WORK REQUIRED:
Scale the lines below: rewrite every one of them in full, multiplying each point coordinate in the answers by 0.75 and rounding to the nearest whole number, with halves rounded up. Keep all other numbers unchanged, including the sample coordinates in the output format, and leave the pictures out.
## start AVAILABLE DATA
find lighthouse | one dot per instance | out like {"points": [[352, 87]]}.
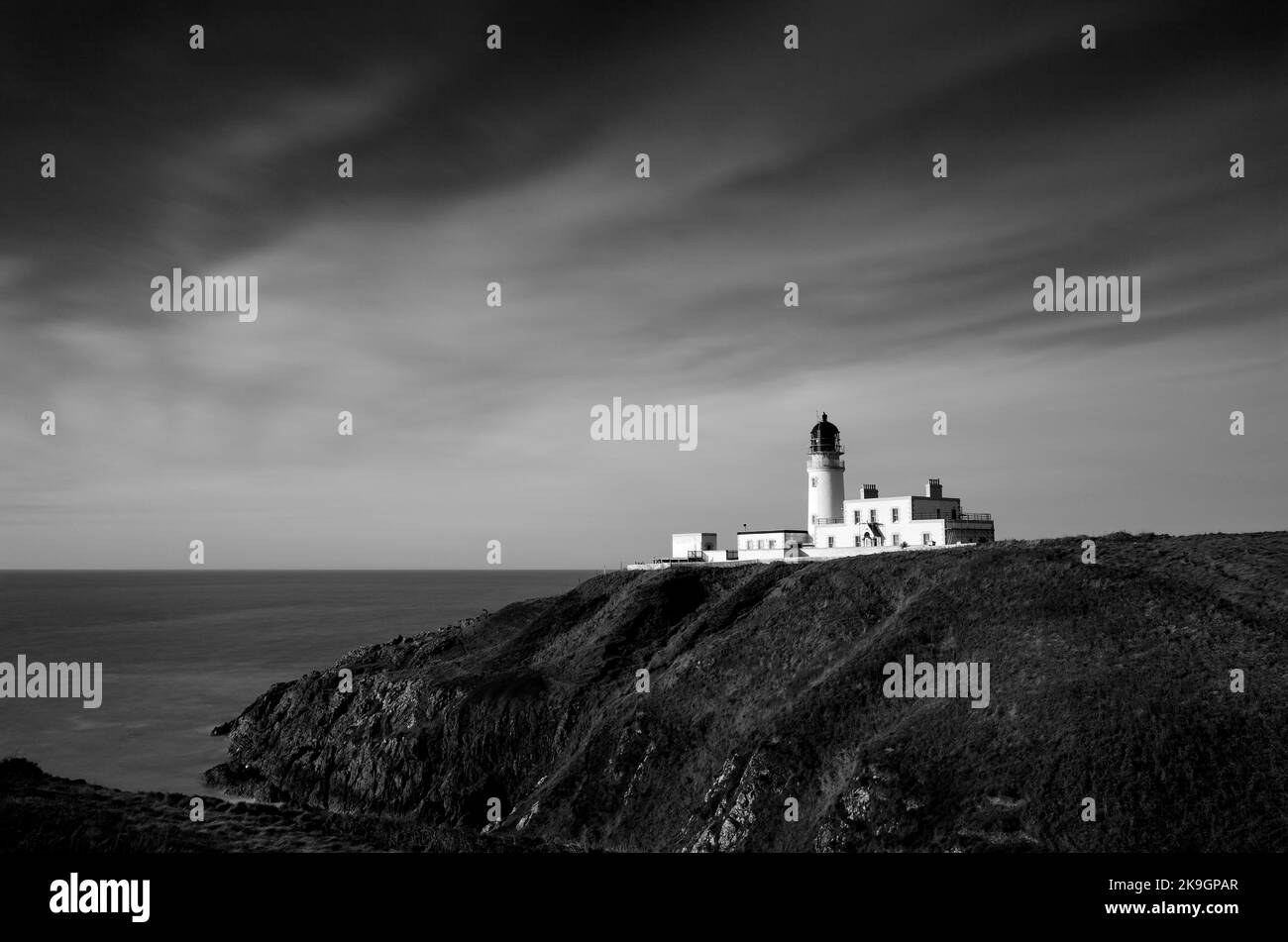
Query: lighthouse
{"points": [[825, 475]]}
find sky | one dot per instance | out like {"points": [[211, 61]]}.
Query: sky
{"points": [[472, 424]]}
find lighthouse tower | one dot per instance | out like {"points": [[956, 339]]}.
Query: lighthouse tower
{"points": [[825, 472]]}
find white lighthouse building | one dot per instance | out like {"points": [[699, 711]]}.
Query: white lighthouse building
{"points": [[825, 470], [838, 527]]}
## end AVAILABLE DATA
CORRECT ANSWER:
find lighthouse | one dot per instance | out like {"points": [[352, 87]]}.
Query: lighthouse
{"points": [[619, 356]]}
find sky | one dot per instance | out like {"points": [[211, 61]]}.
Query: sky
{"points": [[354, 318]]}
find lighthouse tower | one dot per instance | out like {"points": [[956, 339]]}.
Query: lighthouse tower
{"points": [[619, 354]]}
find white lighthouse building | one dot per instance | out like {"points": [[699, 711]]}.
Query: white lighthouse building
{"points": [[619, 353], [629, 395]]}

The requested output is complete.